**Task prompt:**
Put the lines below into a Markdown table with two columns, "Row" and "Line". Number the rows, skip blank lines, and leave the pictures out.

**Listed records:**
□ □ □ □ □
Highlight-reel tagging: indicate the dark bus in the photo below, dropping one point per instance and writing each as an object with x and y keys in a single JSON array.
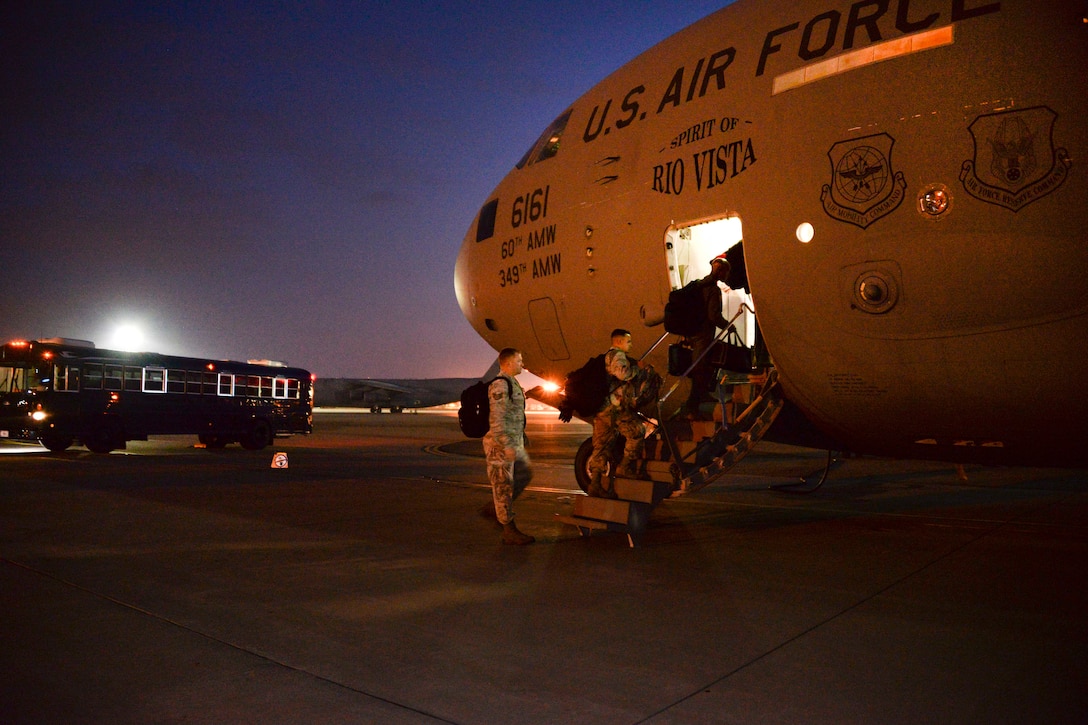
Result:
[{"x": 62, "y": 391}]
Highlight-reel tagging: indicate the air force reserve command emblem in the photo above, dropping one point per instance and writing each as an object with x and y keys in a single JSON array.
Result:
[
  {"x": 864, "y": 186},
  {"x": 1015, "y": 162}
]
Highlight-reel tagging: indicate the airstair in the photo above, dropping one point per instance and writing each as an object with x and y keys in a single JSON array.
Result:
[{"x": 682, "y": 455}]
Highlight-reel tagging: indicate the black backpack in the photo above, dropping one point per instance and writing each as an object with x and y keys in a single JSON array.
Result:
[
  {"x": 685, "y": 311},
  {"x": 585, "y": 390},
  {"x": 474, "y": 415}
]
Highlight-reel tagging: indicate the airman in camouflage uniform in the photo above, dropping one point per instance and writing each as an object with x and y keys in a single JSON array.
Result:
[
  {"x": 617, "y": 417},
  {"x": 508, "y": 466}
]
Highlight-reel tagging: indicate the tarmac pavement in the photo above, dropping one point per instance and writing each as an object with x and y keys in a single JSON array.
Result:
[{"x": 169, "y": 584}]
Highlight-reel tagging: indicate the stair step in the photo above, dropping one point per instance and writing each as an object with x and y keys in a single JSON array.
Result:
[
  {"x": 603, "y": 510},
  {"x": 588, "y": 526},
  {"x": 653, "y": 491},
  {"x": 630, "y": 514}
]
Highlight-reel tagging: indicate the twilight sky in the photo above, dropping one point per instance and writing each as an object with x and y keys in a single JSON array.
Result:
[{"x": 279, "y": 180}]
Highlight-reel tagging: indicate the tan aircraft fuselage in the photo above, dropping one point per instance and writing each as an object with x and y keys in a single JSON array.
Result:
[{"x": 934, "y": 150}]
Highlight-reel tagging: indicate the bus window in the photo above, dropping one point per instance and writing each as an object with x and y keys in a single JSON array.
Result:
[
  {"x": 8, "y": 375},
  {"x": 155, "y": 380},
  {"x": 112, "y": 378},
  {"x": 66, "y": 378},
  {"x": 225, "y": 383},
  {"x": 175, "y": 381},
  {"x": 91, "y": 376}
]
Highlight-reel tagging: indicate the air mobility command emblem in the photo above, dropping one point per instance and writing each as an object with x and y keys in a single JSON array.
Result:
[
  {"x": 1015, "y": 161},
  {"x": 864, "y": 186}
]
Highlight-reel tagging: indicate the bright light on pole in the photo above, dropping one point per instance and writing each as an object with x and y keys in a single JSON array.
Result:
[{"x": 127, "y": 338}]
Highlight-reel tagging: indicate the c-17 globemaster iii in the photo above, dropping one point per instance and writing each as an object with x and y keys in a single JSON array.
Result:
[{"x": 902, "y": 180}]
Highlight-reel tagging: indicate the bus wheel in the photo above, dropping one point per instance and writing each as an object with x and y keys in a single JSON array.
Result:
[
  {"x": 259, "y": 435},
  {"x": 56, "y": 442}
]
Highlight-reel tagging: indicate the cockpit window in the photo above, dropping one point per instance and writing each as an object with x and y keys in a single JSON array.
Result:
[{"x": 547, "y": 145}]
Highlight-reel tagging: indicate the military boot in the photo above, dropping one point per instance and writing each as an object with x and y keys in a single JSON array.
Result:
[
  {"x": 512, "y": 536},
  {"x": 487, "y": 512},
  {"x": 596, "y": 489}
]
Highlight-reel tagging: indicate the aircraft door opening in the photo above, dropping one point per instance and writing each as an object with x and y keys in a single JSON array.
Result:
[{"x": 689, "y": 249}]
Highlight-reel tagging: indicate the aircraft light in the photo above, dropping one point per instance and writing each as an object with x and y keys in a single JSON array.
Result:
[
  {"x": 934, "y": 200},
  {"x": 805, "y": 233}
]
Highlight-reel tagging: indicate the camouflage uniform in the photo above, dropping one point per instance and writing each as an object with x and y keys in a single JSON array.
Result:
[
  {"x": 508, "y": 466},
  {"x": 617, "y": 416}
]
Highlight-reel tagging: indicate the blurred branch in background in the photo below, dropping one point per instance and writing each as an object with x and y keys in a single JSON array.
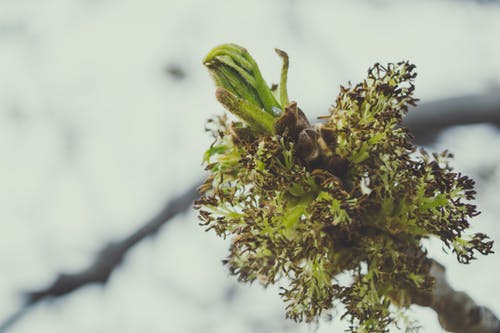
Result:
[
  {"x": 456, "y": 310},
  {"x": 108, "y": 259},
  {"x": 432, "y": 117}
]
□ □ □ □ □
**Correct answer:**
| Row | Line |
|---|---|
| 1 | Highlight-reel tagging: indicate the dark bus in the photo below, dropping one point per instance and writing each as an object with x and y keys in a single JSON array. |
| 2 | Result: |
| 3 | [{"x": 62, "y": 391}] |
| 4 | Highlight-reel tagging: indicate the air force reserve command emblem in the photo above, dropping one point per instance and writing each as an object with x and y keys in a single JSON array. |
| 5 | Result: |
| 6 | [ |
| 7 |   {"x": 864, "y": 186}, |
| 8 |   {"x": 1015, "y": 162} |
| 9 | ] |
| 10 | Highlight-reel tagging: indicate the airstair in the photo above, dropping one point per instance and writing each as an object with x and y keys in a single JSON array. |
| 11 | Result: |
| 12 | [{"x": 682, "y": 455}] |
| 13 | Highlight-reel tagging: indicate the black backpack in the photo above, dropping one point per instance and writing each as an object with x and y keys in a single JSON array. |
| 14 | Result: |
| 15 | [ |
| 16 |   {"x": 685, "y": 311}, |
| 17 |   {"x": 585, "y": 390}, |
| 18 |   {"x": 474, "y": 415} |
| 19 | ] |
| 20 | Highlight-reel tagging: indicate the airman in camouflage uniform in the photo above, dropping one point per instance and writing each as an object with x and y keys in a single JSON array. |
| 21 | Result: |
| 22 | [ |
| 23 |   {"x": 617, "y": 417}, |
| 24 |   {"x": 508, "y": 466} |
| 25 | ] |
| 26 | Highlight-reel tagging: indicate the tarmac pavement in the photo above, dropping one point per instance and writing each as an object with x and y keys in a single JSON array. |
| 27 | Result: |
| 28 | [{"x": 169, "y": 584}] |
| 29 | Highlight-reel tagging: indicate the stair step in the photo above, dropping one point per instance and writing each as an object with x and y keys in a single JSON array. |
| 30 | Result: |
| 31 | [ |
| 32 |   {"x": 603, "y": 510}, |
| 33 |   {"x": 588, "y": 526}, |
| 34 |   {"x": 653, "y": 491}, |
| 35 |   {"x": 630, "y": 514} |
| 36 | ] |
| 37 | Highlight-reel tagging: indicate the twilight sky in the photo above, dropping one point per instance and writing each as an object with x and y keys in a single JSON array. |
| 38 | Result: |
| 39 | [{"x": 279, "y": 180}] |
| 40 | Highlight-reel tagging: indicate the tan aircraft fuselage in the photo above, dropping one point per instance and writing each as an object with x and y keys in a single JSON array. |
| 41 | Result: |
| 42 | [{"x": 934, "y": 150}] |
| 43 | Highlight-reel tagging: indicate the bus window in the photo above, dropping one point per instance and writing each as an object with x and y keys in a single JSON array. |
| 44 | Result: |
| 45 | [ |
| 46 |   {"x": 8, "y": 375}, |
| 47 |   {"x": 155, "y": 380}, |
| 48 |   {"x": 112, "y": 378}, |
| 49 |   {"x": 66, "y": 378}, |
| 50 |   {"x": 225, "y": 383}, |
| 51 |   {"x": 175, "y": 381}, |
| 52 |   {"x": 91, "y": 376} |
| 53 | ] |
| 54 | Highlight-reel tagging: indicate the air mobility command emblem in the photo above, dropping one point per instance and writing each as an object with x and y keys in a single JSON array. |
| 55 | Result: |
| 56 | [ |
| 57 |   {"x": 1015, "y": 161}, |
| 58 |   {"x": 864, "y": 186} |
| 59 | ] |
| 60 | Highlight-reel tagging: indicate the bright light on pole in the photo above, dropping one point per instance and writing each as an object with x and y keys in a single JSON array. |
| 61 | Result: |
| 62 | [{"x": 127, "y": 338}] |
| 63 | Highlight-reel tagging: indicate the c-17 globemaster iii in the photo above, dropping one point per instance and writing each as an object with x and y keys in a single JSON array. |
| 64 | Result: |
| 65 | [{"x": 902, "y": 180}] |
| 66 | Highlight-reel tagging: indicate the bus wheel in the photo above, dropping one point per instance and writing each as an object with x and y keys in a single JSON array. |
| 67 | Result: |
| 68 | [ |
| 69 |   {"x": 259, "y": 435}, |
| 70 |   {"x": 56, "y": 442} |
| 71 | ] |
| 72 | Highlight-reel tagging: indicate the cockpit window in the photo above, dropping one point per instance and writing each as an object with x and y keys in a single JSON array. |
| 73 | Result: |
| 74 | [{"x": 547, "y": 145}] |
| 75 | Highlight-reel tagging: indicate the military boot in the photo above, dropping one point per instance and writing each as an object with x and y keys in a single JSON array. |
| 76 | Result: |
| 77 | [ |
| 78 |   {"x": 512, "y": 536}, |
| 79 |   {"x": 487, "y": 512}, |
| 80 |   {"x": 596, "y": 489} |
| 81 | ] |
| 82 | Highlight-reel tagging: indicate the aircraft door opening in the photo above, dropping one point per instance and writing each as an object with x and y keys in a single JSON array. |
| 83 | Result: |
| 84 | [{"x": 689, "y": 249}] |
| 85 | Highlight-reel tagging: indicate the aircraft light in the photo above, dropping one point per instance and writing each as an object with x and y keys in a single JSON array. |
| 86 | Result: |
| 87 | [ |
| 88 |   {"x": 934, "y": 200}, |
| 89 |   {"x": 805, "y": 233} |
| 90 | ] |
| 91 | Highlight-reel tagging: indicate the camouflage uniform in the photo above, dropping one point per instance and writing each as an object with x and y keys in a single JSON array. |
| 92 | Result: |
| 93 | [ |
| 94 |   {"x": 508, "y": 466}, |
| 95 |   {"x": 617, "y": 416} |
| 96 | ] |
| 97 | Highlight-reel tagging: indicate the blurred branch in background in the photo below, dropping one point per instance and writing each as an object with x and y keys in a single JSON array. |
| 98 | Result: |
| 99 | [ |
| 100 |   {"x": 456, "y": 310}, |
| 101 |   {"x": 108, "y": 259}, |
| 102 |   {"x": 432, "y": 117} |
| 103 | ] |